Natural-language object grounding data
- - - - - - -
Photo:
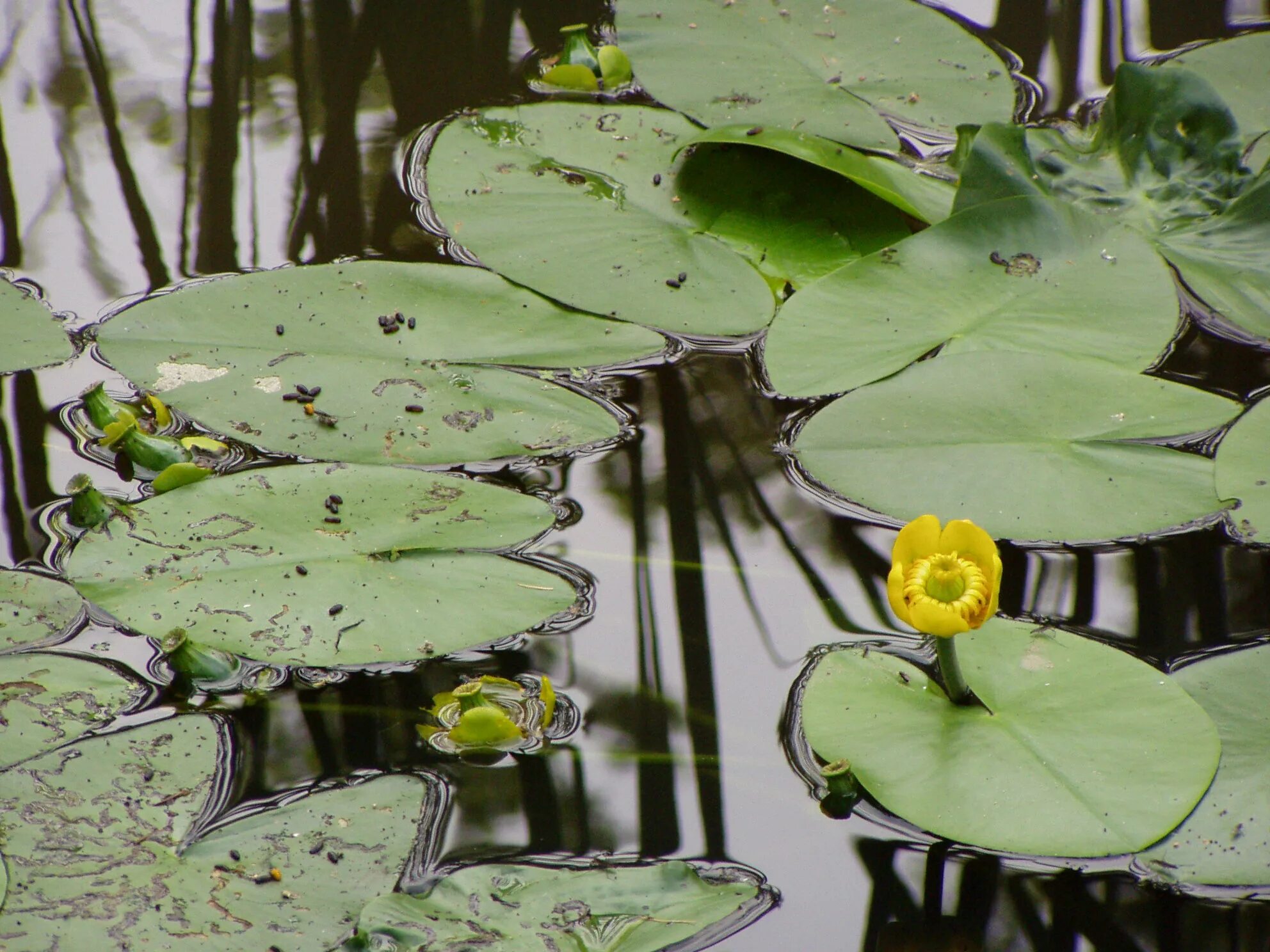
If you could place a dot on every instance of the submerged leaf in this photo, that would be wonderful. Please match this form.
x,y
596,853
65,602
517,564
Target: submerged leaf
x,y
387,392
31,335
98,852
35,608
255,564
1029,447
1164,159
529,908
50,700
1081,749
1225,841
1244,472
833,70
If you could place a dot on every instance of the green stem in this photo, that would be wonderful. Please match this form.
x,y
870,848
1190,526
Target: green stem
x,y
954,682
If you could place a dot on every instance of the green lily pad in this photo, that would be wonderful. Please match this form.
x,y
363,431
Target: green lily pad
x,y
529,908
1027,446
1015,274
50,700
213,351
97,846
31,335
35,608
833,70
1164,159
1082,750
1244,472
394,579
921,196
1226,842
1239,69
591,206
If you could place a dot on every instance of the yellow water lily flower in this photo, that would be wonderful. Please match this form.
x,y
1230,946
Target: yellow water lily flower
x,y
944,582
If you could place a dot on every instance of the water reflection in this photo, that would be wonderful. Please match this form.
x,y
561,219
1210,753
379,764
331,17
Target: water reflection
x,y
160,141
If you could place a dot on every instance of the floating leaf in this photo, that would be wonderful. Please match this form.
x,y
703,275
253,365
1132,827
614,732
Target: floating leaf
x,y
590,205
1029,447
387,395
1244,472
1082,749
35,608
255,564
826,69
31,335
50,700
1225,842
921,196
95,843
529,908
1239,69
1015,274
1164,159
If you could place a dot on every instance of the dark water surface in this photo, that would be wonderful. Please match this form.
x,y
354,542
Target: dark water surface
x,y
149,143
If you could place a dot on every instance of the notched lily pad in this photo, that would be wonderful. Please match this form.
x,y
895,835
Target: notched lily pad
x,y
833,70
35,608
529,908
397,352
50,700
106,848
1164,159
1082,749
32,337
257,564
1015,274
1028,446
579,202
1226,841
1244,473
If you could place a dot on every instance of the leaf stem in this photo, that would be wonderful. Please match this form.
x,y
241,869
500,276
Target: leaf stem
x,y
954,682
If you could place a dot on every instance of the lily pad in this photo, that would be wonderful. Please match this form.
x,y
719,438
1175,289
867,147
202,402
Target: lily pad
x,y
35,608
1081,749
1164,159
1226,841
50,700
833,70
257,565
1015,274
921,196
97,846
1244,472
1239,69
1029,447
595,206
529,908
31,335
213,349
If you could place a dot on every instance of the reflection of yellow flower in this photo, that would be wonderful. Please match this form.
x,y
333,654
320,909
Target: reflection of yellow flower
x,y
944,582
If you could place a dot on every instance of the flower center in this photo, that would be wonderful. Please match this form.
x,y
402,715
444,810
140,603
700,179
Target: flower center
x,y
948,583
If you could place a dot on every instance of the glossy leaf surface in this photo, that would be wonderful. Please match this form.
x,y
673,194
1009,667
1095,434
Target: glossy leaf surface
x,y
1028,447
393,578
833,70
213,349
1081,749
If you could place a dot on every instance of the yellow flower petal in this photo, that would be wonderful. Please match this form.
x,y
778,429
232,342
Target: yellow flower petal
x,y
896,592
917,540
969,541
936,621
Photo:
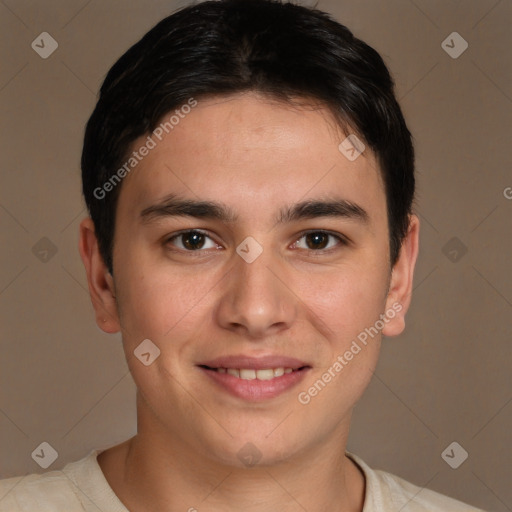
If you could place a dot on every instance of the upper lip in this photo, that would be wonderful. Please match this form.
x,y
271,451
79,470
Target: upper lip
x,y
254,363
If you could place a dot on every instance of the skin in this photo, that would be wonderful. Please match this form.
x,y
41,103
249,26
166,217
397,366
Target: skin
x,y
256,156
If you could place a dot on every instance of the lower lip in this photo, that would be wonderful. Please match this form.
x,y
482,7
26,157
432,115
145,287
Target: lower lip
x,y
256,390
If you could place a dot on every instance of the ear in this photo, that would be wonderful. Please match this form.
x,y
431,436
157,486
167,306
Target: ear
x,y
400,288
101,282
- - - - - - -
### Activity
Output an exact copy of the lines beginning at the one that holds "Target: lower lip" and running through the final line of the records.

### The completed task
Target: lower lip
x,y
256,390
If you could place a dot on every instance of the ear in this photo, that would be wonderful. Please match this form.
x,y
431,436
157,486
167,306
Target: ear
x,y
400,288
101,282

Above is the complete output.